PROMPT A: Count the lines in the entries that contain the word "output" and report only that number.
[start SELECTED TEXT]
Former Chief Justice of India Y.V. Chandrachud. Photo: PIB

In  Special Reference Case 1 of 2002, while answering an advisory opinion sought by the president on the question of holding assembly elections in Gujarat in the aftermath of the post-Godhra carnage against minorities in the state, the Supreme Court held that holding of free and fair elections is a basic feature; therefore, the Election Commission was bound to hold elections within six months of dissolution of the assembly.   The EC wanted to delay the holding of elections in the state, in view of the tense situation in the state at that time, notwithstanding its constitutional obligation to hold the elections in time.

Over the years, the basic structure doctrine has been used more as an interpretative tool to test the validity of a law or executive action or determine the meaning of a constitutional provision.

BSD and recently decided cases

In K.S. Puttaswamy v Union of India, the Supreme Court’s nine-judge bench held that when a constitutional right such as the right to equality or the right to life assumes the character of being a part of the basic structure of the constitution, it assumes inviolable status:  inviolability even in the face of the power of amendment.   Statutory rights are subject to the compulsion of legislative majorities.  The purpose of infusing a right with a constitutional element is precisely to provide it a sense of immunity from popular opinion and, as its reflection, from legislative annulment.   Constitutionally protected rights embody the liberal belief that personal liberties of the individual are so sacrosanct that it is necessary  to ensconce them in a protective shell that places them beyond the pale of ordinary legislation; Entrenched constitutional rights provide the basis of evaluating the validity of law, the bench held.   These observations are a clear pointer that BSD can be applied to test the validity of ordinary laws, whatever the previous precedents.
[end SELECTED TEXT]
PROMPT B: In the passage on the basic structure doctrine, why is a right infused with a constitutional element?
[start DATA]
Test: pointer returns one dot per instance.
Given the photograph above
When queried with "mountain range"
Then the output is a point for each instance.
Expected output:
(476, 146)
[end DATA]
WRITTEN RESPONSE A: 2

WRITTEN RESPONSE B: The purpose is to give the right a sense of immunity from popular opinion and, as a reflection of that, from legislative annulment. Statutory rights, by contrast, are subject to the compulsion of legislative majorities.